● Complete the following:
[a] Print the passage of the heroin imaging review from "Effect of heroin use on changes" up to and including "Morehouse School of Medicine , Atlanta , Georgia , USA.", word for word.
[b] In the heroin imaging review, which two databases were searched to retrieve eligible articles?

● Selected excerpt:

=== Begin Enclosure ===

Effect of heroin use on changes of brain functions as measured by functional magnetic resonance imaging, a systematic review.

Author information

1
a Atlanta VA Medical Center , Decatur , Georgia , USA.
2
b Emory University School of Medicine , Atlanta , Georgia , USA.
3
c Morehouse School of Medicine , Atlanta , Georgia , USA.

Abstract

In this study the authors focus on reviewing imaging studies that used resting state functional magnetic resonance imaging for individuals with a history of heroin use. This review study compiled existing research addressing the effect of heroin use on decision making by reviewing available functional neuroimaging data. Systematic review of the literatures using the Preferred Reporting Items for Systematic Reviews and Meta-Analyses checklist. Eligible articles were retrieved through a computer-based MEDLINE and PsycINFO search from 1960 to December 2015 using the major medical subject headings "heroin, fMRI" (all fields). Only English language was included. Thirty-seven articles were initially included in the review. Sixteen were excluded because they did not meet the inclusion criteria. The results of 21 articles that met all the inclusion criteria were presented. Based on the 21 studies included in the current review, there is evidence that heroin use may have a direct and damaging effect on certain brain functions and that these changes may be associated with impulsive and unhealthy decision making. From the review of these studies, the authors understand that a longer duration of heroin use may be associated with more damaging effects on brain functions. The authors also understand that these brain changes could last long after abstinence, which may increase the risk of relapse to heroin use. More research is needed to create a biomarker map for patients with heroin use disorder that can be used to guide and assess response to treatment.

=== End Enclosure ===

● Dataset records:
=== Begin Enclosure ===

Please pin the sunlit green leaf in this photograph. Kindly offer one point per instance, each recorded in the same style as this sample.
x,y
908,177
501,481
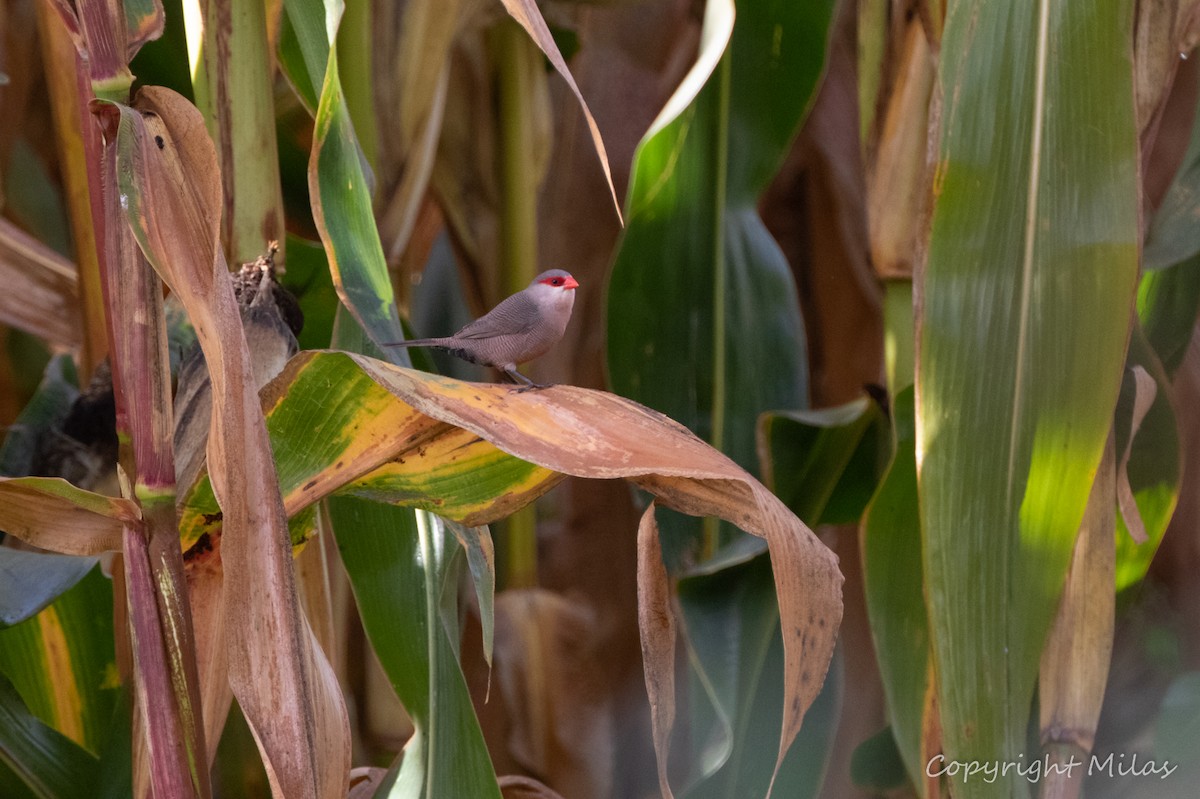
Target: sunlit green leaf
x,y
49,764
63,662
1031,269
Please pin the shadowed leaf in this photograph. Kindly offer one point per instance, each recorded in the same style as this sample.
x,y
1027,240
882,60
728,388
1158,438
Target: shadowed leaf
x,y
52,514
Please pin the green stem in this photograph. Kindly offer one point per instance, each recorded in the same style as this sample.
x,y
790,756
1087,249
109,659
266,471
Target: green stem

=== End Enclosure ===
=== Begin Enclosure ===

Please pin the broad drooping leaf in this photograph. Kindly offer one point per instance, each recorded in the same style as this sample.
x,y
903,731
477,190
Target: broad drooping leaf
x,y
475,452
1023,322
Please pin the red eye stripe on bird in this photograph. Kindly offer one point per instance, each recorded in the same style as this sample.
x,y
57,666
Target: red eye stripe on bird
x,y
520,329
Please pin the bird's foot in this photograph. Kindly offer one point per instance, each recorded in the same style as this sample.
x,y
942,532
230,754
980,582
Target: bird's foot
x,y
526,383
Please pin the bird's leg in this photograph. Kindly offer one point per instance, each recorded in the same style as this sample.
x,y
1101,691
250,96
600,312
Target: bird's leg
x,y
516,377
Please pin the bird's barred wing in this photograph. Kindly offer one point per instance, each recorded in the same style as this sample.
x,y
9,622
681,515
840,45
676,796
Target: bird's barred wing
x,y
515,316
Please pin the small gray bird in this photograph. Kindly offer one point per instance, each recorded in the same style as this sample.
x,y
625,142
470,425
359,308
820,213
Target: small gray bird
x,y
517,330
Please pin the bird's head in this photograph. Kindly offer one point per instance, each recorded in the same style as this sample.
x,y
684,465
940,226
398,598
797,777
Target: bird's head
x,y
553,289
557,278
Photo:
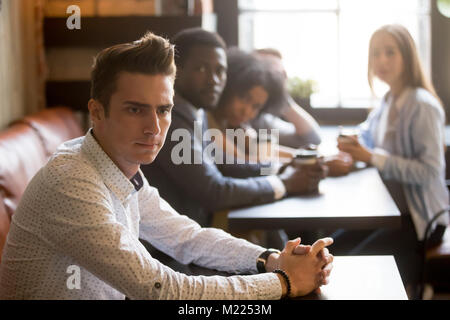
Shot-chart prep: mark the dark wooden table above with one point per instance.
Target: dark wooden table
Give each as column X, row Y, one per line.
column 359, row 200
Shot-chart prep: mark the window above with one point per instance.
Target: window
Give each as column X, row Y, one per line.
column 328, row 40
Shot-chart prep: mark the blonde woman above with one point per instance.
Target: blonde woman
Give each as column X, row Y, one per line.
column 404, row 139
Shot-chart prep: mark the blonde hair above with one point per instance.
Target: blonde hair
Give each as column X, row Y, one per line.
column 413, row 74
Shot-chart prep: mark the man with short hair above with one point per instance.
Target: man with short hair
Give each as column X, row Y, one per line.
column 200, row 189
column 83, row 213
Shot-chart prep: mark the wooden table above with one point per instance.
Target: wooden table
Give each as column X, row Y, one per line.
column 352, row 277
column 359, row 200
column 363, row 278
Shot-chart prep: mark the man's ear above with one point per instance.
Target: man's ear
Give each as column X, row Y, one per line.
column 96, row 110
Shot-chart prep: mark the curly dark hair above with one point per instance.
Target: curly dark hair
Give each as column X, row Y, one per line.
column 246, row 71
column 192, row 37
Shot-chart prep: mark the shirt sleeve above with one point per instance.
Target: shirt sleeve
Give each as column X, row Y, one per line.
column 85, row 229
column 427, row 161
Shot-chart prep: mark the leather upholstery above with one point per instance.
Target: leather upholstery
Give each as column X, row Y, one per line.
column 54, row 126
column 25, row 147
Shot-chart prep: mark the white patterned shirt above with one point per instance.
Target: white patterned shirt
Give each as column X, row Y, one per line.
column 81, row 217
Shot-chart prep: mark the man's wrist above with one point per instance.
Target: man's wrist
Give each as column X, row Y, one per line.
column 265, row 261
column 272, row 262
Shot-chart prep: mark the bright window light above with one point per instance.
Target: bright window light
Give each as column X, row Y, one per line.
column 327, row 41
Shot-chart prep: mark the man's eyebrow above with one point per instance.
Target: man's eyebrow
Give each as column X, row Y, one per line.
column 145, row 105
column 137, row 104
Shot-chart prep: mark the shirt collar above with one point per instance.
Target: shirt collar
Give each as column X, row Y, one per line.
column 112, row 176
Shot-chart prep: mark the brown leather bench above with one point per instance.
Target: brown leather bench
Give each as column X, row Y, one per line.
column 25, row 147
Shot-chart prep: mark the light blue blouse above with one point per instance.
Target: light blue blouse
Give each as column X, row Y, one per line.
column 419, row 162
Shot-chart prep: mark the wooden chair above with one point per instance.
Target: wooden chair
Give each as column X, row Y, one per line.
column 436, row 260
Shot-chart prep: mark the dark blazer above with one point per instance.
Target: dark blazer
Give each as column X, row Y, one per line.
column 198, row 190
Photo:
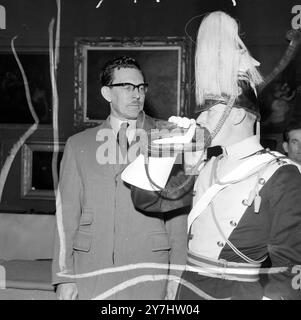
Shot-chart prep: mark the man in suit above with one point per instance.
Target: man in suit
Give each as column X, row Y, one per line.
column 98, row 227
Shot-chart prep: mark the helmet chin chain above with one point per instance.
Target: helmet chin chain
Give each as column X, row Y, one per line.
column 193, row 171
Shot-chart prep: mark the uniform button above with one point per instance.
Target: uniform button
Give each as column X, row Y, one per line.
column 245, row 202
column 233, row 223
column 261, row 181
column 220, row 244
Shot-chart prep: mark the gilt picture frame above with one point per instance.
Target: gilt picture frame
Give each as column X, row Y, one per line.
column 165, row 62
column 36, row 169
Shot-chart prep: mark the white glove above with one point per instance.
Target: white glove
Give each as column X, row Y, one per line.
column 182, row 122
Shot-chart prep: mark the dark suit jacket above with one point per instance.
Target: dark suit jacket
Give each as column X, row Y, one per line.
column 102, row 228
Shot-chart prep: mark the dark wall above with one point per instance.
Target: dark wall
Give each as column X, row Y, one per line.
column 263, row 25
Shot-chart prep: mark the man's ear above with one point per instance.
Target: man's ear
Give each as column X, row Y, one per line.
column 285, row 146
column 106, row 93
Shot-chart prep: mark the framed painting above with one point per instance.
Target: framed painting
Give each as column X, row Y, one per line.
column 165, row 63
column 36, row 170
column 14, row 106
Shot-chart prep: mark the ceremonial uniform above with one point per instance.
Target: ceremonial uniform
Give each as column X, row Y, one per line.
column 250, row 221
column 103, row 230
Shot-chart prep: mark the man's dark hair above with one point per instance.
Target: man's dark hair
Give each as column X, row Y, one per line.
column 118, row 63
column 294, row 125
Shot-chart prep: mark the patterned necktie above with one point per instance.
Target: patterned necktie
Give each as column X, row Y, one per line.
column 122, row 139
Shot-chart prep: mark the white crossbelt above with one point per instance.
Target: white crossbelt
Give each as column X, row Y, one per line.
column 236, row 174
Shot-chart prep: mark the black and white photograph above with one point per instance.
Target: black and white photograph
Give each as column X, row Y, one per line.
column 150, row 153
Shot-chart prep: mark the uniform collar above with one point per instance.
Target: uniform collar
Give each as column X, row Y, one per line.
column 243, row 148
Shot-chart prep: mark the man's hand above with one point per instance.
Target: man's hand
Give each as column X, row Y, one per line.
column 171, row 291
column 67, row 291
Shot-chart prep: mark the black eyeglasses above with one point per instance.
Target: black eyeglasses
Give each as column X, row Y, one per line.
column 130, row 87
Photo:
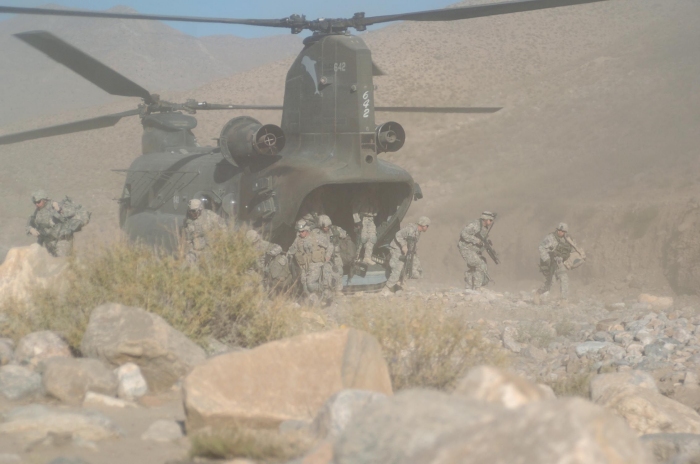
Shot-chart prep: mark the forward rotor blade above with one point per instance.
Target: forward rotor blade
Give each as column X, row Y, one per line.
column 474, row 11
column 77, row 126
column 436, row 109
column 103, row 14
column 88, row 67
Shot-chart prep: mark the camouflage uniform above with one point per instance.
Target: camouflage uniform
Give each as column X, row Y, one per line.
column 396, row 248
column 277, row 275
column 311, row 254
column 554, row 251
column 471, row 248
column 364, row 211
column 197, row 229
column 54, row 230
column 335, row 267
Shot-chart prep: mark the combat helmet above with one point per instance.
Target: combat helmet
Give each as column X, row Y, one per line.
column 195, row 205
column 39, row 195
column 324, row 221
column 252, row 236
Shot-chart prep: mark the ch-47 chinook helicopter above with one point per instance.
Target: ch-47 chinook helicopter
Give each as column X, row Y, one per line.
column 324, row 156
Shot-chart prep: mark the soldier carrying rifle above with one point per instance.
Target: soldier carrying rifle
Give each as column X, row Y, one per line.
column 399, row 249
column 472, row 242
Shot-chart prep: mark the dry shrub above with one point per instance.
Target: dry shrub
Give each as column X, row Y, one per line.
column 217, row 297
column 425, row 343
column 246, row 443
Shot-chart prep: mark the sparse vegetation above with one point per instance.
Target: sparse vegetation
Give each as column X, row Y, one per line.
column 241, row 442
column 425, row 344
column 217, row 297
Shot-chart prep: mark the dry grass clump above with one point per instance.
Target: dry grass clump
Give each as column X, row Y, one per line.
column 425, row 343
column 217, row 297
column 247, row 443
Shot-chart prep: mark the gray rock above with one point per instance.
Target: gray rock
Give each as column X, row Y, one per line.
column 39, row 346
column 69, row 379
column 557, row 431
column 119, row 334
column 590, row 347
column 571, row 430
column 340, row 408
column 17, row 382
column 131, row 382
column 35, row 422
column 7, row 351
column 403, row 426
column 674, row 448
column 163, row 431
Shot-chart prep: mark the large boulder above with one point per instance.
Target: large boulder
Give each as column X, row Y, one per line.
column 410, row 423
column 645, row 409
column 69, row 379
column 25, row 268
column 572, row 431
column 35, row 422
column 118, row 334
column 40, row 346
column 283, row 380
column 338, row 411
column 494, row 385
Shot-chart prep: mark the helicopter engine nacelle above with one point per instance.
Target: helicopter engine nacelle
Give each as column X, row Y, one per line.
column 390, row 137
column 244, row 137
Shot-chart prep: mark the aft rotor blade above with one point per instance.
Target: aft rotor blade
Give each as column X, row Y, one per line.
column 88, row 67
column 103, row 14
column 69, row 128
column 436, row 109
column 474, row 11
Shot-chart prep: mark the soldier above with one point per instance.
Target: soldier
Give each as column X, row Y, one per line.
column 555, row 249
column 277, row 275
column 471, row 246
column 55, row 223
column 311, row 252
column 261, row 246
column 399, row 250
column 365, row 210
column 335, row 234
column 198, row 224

=== End Enclosure ===

● Replies:
[a]
Effect of heroin use on changes of brain functions as measured by functional magnetic resonance imaging, a systematic review.

Author information

1
a Atlanta VA Medical Center , Decatur , Georgia , USA.
2
b Emory University School of Medicine , Atlanta , Georgia , USA.
3
c Morehouse School of Medicine , Atlanta , Georgia , USA.

[b] MEDLINE and PsycINFO